'''

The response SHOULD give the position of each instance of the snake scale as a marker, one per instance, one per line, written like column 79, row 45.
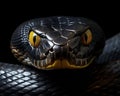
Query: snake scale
column 70, row 57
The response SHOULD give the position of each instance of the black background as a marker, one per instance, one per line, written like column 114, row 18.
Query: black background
column 105, row 14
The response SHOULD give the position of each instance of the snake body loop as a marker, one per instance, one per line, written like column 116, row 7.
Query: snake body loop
column 58, row 42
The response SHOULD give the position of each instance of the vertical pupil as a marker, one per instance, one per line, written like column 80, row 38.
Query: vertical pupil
column 85, row 37
column 34, row 39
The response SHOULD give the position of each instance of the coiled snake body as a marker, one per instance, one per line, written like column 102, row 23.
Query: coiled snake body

'''

:: Exercise requirements ::
Copy the data word for word, starting at its first line and ending with the line that contains "column 58, row 42", both included, and leave out the pictures.

:: Task result ::
The response SHOULD give the position of each instance of the snake scale as a marker, one per instance, one per line, written like column 79, row 45.
Query: snake scale
column 70, row 57
The response SHOULD give the position of each instance of the black background as a marker, one per instance, one per line, written like column 114, row 18.
Query: black background
column 105, row 14
The response SHOULD give the position of each instance of the snake body loop as a marker, one per instance, one per line, written like column 116, row 7.
Query: snake body loop
column 58, row 42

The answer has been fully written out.